### SHORT PROBLEM
Gather every line of the material below that contains the word "white", listing them in the order they appear.

____

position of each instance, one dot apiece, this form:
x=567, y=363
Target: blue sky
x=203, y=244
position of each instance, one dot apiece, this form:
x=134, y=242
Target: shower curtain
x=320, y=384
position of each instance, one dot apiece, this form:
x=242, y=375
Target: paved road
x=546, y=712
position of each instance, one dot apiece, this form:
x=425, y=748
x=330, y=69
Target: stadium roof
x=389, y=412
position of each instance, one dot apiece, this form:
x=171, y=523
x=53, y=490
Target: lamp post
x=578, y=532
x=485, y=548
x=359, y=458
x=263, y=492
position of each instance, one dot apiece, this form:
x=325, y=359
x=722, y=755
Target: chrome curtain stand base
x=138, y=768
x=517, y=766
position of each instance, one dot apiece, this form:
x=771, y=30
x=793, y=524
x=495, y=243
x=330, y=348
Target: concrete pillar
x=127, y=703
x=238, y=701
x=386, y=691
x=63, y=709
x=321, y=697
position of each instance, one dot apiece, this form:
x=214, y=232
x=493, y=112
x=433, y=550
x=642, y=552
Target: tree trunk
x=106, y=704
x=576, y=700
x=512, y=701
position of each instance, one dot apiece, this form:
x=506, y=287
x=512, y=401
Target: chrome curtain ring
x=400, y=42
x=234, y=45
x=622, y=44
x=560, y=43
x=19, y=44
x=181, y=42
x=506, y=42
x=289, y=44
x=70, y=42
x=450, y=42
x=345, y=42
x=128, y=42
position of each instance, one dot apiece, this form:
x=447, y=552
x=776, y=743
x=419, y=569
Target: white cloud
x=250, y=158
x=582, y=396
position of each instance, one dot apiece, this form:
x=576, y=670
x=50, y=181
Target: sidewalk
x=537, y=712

____

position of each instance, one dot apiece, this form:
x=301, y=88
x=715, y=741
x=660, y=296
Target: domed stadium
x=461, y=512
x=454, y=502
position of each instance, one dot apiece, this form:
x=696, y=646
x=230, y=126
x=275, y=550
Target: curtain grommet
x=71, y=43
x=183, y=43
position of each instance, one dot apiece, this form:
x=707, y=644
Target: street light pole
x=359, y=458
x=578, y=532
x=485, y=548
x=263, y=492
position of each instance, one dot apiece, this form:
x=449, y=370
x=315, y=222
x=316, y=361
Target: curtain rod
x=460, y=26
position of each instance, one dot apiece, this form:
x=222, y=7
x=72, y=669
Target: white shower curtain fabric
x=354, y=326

____

### EXERCISE SOLUTION
Target: white cloud
Target: white shower curtain fabric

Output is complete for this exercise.